● **To be done**
In the material below, start at the line containing "Would you mind pointing out the person photographing" and stop after the line containing "(1155, 394)", quoting every line in that stretch word for word, both of those lines included.

● **Given entries**
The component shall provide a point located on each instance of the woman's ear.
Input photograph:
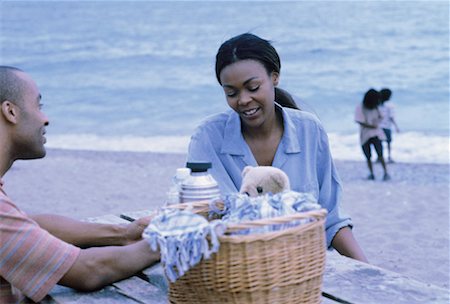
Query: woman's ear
(9, 111)
(275, 78)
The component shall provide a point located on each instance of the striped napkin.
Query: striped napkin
(182, 239)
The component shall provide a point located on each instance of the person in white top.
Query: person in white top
(368, 116)
(387, 110)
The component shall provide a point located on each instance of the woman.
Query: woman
(261, 129)
(368, 116)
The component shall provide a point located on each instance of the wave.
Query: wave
(411, 147)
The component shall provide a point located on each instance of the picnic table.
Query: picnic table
(345, 281)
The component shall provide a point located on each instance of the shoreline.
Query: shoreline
(402, 225)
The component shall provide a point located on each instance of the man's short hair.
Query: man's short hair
(11, 86)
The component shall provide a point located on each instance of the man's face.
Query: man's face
(29, 134)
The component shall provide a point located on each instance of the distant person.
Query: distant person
(368, 116)
(387, 110)
(37, 252)
(261, 128)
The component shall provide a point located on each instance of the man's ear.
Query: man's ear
(9, 111)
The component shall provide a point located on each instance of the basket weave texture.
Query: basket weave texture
(283, 266)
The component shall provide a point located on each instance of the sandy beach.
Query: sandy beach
(402, 225)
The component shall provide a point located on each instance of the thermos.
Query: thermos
(200, 185)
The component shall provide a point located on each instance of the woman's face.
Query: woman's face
(250, 91)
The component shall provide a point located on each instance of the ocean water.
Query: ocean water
(139, 75)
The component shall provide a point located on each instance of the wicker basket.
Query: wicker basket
(283, 266)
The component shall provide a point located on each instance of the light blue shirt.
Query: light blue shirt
(303, 153)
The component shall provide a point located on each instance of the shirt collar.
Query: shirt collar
(235, 144)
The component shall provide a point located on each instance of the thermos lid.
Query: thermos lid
(198, 166)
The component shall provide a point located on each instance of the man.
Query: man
(37, 252)
(387, 110)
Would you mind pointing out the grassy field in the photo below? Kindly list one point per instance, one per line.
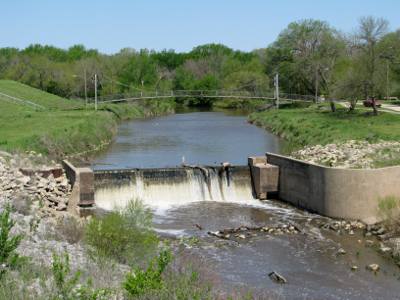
(64, 127)
(317, 125)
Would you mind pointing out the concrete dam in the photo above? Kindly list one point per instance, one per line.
(166, 187)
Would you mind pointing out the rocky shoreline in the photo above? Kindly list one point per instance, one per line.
(38, 194)
(351, 154)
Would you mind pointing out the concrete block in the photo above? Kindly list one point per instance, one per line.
(265, 177)
(82, 181)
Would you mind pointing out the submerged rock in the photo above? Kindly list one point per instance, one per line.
(278, 278)
(373, 267)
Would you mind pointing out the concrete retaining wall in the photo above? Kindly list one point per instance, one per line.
(334, 192)
(82, 182)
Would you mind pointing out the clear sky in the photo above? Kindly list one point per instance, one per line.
(173, 24)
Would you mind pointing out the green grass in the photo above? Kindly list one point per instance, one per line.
(25, 92)
(317, 125)
(65, 127)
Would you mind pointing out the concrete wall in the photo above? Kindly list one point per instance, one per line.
(82, 182)
(334, 192)
(264, 177)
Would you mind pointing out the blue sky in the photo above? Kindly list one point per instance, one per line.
(173, 24)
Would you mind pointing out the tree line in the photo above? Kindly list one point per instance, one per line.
(310, 56)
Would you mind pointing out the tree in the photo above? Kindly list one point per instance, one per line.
(305, 56)
(370, 32)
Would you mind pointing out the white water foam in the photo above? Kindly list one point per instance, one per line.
(161, 194)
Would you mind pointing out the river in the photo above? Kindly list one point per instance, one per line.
(309, 260)
(206, 138)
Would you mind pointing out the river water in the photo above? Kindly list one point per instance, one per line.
(309, 260)
(206, 138)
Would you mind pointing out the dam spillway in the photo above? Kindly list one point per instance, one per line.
(167, 187)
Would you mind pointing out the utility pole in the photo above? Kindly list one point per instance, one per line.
(95, 91)
(387, 79)
(84, 77)
(276, 84)
(316, 85)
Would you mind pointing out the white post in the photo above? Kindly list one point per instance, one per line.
(276, 83)
(95, 91)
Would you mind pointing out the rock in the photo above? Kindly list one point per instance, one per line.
(394, 243)
(278, 278)
(373, 267)
(369, 243)
(380, 231)
(384, 249)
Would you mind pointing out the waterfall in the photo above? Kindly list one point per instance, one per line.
(164, 188)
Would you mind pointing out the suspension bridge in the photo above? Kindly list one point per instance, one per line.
(202, 94)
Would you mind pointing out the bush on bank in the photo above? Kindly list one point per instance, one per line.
(318, 125)
(124, 236)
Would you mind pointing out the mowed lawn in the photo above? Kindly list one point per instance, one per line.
(318, 125)
(66, 132)
(25, 92)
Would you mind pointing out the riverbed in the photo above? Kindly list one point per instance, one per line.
(311, 260)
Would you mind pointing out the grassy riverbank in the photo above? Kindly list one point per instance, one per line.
(317, 125)
(63, 127)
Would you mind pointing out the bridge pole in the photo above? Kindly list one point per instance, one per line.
(276, 84)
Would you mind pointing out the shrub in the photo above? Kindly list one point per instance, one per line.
(69, 228)
(123, 235)
(67, 283)
(141, 281)
(8, 257)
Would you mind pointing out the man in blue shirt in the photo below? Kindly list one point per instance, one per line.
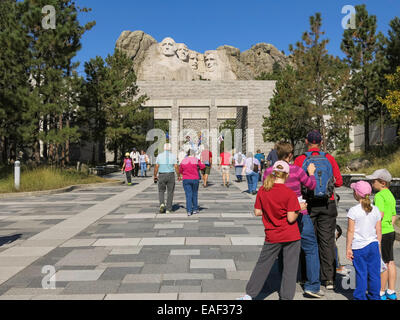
(164, 174)
(272, 157)
(261, 158)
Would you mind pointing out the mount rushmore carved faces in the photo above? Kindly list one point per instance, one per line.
(182, 52)
(168, 47)
(194, 60)
(210, 60)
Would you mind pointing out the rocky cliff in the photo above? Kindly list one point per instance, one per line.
(171, 61)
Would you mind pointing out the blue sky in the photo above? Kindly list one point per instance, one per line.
(207, 24)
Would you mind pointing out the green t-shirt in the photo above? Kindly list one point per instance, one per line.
(386, 203)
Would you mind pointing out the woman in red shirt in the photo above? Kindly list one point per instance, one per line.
(189, 169)
(279, 207)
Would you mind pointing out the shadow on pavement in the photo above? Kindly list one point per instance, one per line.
(9, 239)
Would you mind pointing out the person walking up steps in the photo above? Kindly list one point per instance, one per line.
(127, 168)
(143, 164)
(386, 204)
(206, 158)
(239, 161)
(279, 207)
(309, 245)
(189, 169)
(164, 174)
(321, 203)
(135, 158)
(251, 169)
(364, 235)
(225, 164)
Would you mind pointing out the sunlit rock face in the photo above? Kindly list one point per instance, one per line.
(169, 60)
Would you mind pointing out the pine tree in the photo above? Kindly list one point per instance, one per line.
(113, 104)
(365, 56)
(393, 45)
(14, 85)
(290, 116)
(322, 75)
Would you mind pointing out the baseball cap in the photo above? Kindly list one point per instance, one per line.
(314, 137)
(281, 166)
(382, 174)
(362, 188)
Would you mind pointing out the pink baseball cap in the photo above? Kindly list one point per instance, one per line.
(281, 166)
(362, 188)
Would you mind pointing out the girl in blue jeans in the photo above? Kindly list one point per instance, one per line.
(364, 235)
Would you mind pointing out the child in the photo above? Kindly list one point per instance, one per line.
(339, 268)
(279, 207)
(363, 240)
(386, 204)
(127, 168)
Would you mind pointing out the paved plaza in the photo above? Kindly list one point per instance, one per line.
(109, 242)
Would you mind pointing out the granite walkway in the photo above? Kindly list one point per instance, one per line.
(111, 243)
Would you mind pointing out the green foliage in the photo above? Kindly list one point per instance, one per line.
(366, 56)
(111, 104)
(46, 178)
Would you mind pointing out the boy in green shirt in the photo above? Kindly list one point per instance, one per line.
(386, 204)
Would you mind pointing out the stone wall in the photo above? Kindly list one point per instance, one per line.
(253, 96)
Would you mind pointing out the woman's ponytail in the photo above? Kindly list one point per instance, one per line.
(366, 204)
(269, 182)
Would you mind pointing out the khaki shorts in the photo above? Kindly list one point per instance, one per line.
(225, 169)
(207, 170)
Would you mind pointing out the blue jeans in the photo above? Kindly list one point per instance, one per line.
(143, 168)
(238, 172)
(252, 181)
(191, 188)
(367, 262)
(309, 245)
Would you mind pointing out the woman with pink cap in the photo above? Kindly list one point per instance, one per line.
(279, 207)
(364, 234)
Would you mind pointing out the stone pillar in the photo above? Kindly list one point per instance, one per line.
(214, 132)
(175, 126)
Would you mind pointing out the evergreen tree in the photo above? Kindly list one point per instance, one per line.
(290, 116)
(14, 77)
(321, 75)
(393, 45)
(365, 55)
(112, 103)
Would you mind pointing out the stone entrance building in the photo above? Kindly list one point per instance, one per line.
(202, 105)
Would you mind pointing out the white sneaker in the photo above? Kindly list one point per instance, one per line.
(245, 297)
(318, 294)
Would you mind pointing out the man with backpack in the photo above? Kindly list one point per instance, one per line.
(239, 160)
(252, 170)
(322, 203)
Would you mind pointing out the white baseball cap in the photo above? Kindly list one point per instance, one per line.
(382, 174)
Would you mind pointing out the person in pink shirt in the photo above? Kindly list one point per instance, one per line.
(189, 169)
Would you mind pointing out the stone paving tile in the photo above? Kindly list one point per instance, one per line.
(77, 275)
(139, 288)
(84, 257)
(227, 264)
(207, 256)
(92, 287)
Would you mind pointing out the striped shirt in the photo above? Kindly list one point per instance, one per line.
(297, 177)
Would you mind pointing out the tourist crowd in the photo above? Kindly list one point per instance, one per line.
(299, 209)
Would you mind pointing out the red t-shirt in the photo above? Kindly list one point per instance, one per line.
(275, 204)
(206, 157)
(225, 159)
(335, 167)
(128, 164)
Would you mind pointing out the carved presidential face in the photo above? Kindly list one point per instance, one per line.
(182, 52)
(168, 47)
(194, 60)
(210, 60)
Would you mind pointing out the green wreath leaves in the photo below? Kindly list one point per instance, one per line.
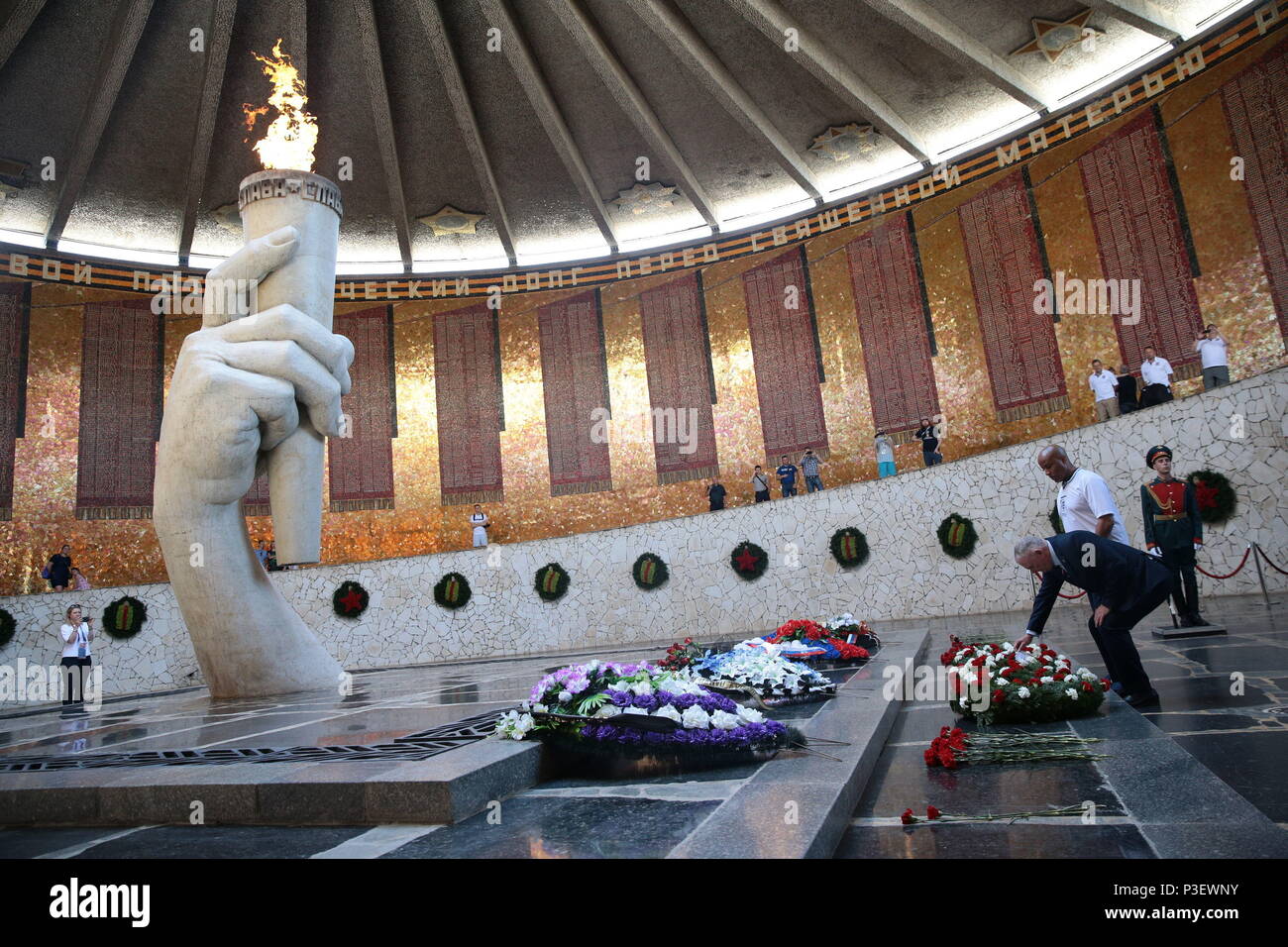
(748, 561)
(452, 590)
(849, 547)
(124, 617)
(351, 599)
(649, 571)
(957, 536)
(552, 581)
(1214, 493)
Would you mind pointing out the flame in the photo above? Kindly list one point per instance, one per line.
(294, 133)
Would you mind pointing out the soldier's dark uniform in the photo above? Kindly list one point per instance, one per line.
(1173, 526)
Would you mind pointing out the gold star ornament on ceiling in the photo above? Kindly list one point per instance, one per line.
(842, 142)
(450, 221)
(1052, 37)
(643, 198)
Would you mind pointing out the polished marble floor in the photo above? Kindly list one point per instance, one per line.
(1222, 701)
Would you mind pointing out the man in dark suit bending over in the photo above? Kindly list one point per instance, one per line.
(1124, 585)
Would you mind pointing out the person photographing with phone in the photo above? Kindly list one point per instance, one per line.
(77, 633)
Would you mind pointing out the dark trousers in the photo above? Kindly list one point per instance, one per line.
(73, 680)
(1113, 638)
(1185, 585)
(1155, 394)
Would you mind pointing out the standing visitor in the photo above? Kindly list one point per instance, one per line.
(77, 634)
(786, 474)
(1085, 500)
(928, 437)
(809, 470)
(1124, 582)
(1155, 375)
(1104, 390)
(1173, 531)
(885, 455)
(1126, 390)
(58, 570)
(1215, 356)
(481, 523)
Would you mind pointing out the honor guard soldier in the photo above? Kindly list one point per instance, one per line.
(1173, 531)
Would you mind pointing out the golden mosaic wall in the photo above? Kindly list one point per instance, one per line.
(1232, 291)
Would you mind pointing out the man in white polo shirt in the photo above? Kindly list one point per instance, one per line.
(1216, 364)
(1085, 502)
(1155, 375)
(1104, 389)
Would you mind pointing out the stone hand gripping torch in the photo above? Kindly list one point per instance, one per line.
(269, 200)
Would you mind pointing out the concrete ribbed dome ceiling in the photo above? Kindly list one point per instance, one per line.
(553, 129)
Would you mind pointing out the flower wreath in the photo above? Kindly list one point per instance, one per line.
(849, 547)
(649, 571)
(957, 536)
(748, 561)
(552, 581)
(351, 599)
(452, 590)
(1214, 493)
(124, 617)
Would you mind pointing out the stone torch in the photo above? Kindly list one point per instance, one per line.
(269, 200)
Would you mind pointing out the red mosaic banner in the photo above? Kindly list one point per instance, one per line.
(120, 412)
(14, 321)
(361, 464)
(1141, 245)
(681, 385)
(890, 308)
(1020, 350)
(1256, 107)
(785, 352)
(471, 411)
(575, 384)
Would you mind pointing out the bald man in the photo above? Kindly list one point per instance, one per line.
(1085, 501)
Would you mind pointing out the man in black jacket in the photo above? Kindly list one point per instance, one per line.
(1124, 583)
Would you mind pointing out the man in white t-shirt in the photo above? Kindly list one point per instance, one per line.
(1215, 355)
(1155, 375)
(1085, 502)
(1104, 389)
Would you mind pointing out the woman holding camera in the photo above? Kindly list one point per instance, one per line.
(77, 634)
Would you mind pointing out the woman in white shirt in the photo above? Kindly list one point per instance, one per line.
(885, 455)
(77, 634)
(1216, 359)
(481, 522)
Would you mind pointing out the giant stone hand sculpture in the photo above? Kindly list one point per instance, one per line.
(232, 399)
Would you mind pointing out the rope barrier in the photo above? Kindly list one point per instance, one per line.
(1236, 569)
(1266, 560)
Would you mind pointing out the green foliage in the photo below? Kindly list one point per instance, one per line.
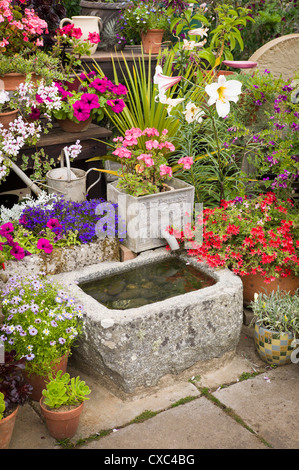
(142, 110)
(277, 311)
(2, 405)
(63, 390)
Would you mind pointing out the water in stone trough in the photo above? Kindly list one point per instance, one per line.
(147, 284)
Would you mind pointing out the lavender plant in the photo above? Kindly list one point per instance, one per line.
(41, 321)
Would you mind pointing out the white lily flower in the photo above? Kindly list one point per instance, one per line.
(193, 113)
(163, 81)
(222, 92)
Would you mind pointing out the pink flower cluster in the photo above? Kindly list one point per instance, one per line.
(76, 33)
(14, 31)
(144, 152)
(99, 93)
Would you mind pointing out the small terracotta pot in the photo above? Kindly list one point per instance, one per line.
(255, 283)
(6, 118)
(38, 382)
(6, 429)
(152, 40)
(67, 125)
(62, 424)
(12, 80)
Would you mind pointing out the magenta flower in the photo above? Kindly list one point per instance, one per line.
(6, 229)
(94, 38)
(116, 105)
(44, 244)
(81, 110)
(91, 100)
(35, 113)
(53, 223)
(99, 84)
(17, 251)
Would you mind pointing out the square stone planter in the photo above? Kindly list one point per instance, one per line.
(147, 217)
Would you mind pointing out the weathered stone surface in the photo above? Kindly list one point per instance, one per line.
(65, 259)
(138, 346)
(279, 56)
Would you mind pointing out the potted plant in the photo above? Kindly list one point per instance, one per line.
(256, 237)
(8, 110)
(14, 392)
(62, 404)
(146, 182)
(276, 319)
(144, 22)
(20, 36)
(79, 108)
(45, 335)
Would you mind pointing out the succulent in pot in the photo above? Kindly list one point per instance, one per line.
(276, 320)
(62, 404)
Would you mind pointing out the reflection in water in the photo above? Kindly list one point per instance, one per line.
(147, 284)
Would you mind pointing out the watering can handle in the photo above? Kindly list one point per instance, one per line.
(68, 166)
(93, 184)
(64, 20)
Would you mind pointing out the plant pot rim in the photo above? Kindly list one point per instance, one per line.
(8, 113)
(259, 324)
(65, 413)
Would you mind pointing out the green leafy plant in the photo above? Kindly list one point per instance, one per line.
(277, 311)
(2, 405)
(63, 390)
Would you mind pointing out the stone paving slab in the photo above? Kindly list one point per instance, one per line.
(269, 407)
(195, 425)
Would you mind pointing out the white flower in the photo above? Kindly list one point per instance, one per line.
(222, 92)
(193, 113)
(163, 81)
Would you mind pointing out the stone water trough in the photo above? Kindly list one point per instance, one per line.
(135, 348)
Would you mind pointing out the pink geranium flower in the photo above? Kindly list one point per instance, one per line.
(45, 245)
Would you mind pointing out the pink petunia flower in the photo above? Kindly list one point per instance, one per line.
(45, 245)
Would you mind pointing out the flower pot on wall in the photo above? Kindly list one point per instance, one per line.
(38, 382)
(11, 81)
(254, 283)
(152, 40)
(148, 216)
(6, 429)
(7, 118)
(273, 347)
(62, 424)
(67, 125)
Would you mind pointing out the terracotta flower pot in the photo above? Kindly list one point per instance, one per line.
(67, 125)
(152, 40)
(272, 347)
(255, 283)
(38, 382)
(6, 429)
(62, 424)
(11, 81)
(10, 116)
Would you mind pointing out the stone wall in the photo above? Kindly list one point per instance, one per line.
(280, 56)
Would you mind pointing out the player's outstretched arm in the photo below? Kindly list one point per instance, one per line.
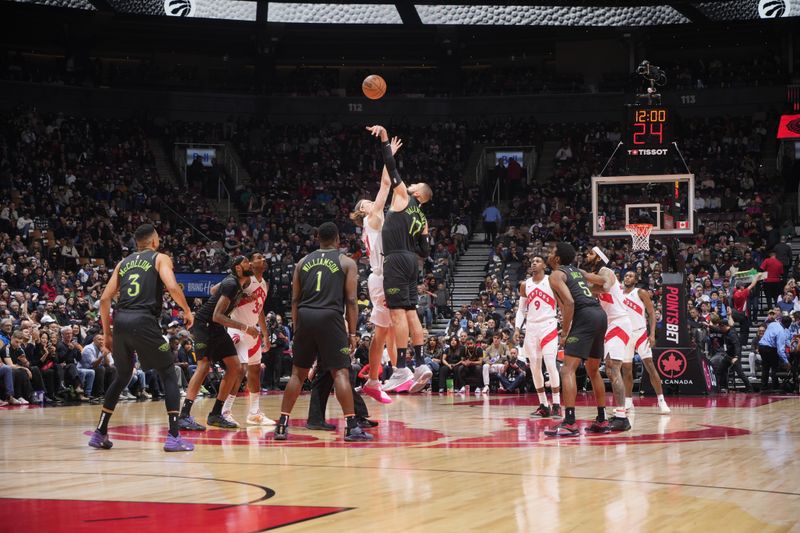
(522, 308)
(350, 302)
(376, 213)
(165, 271)
(111, 290)
(400, 198)
(651, 315)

● **Full solution**
Would you mind pointing out the person photographing with phone in the photo above? Kindly list one point per instance, one per line.
(77, 633)
Would you mind pointing out the dark trousers in the photo above? Kindly list one point per instance, one per line.
(73, 680)
(1113, 638)
(1185, 585)
(1155, 394)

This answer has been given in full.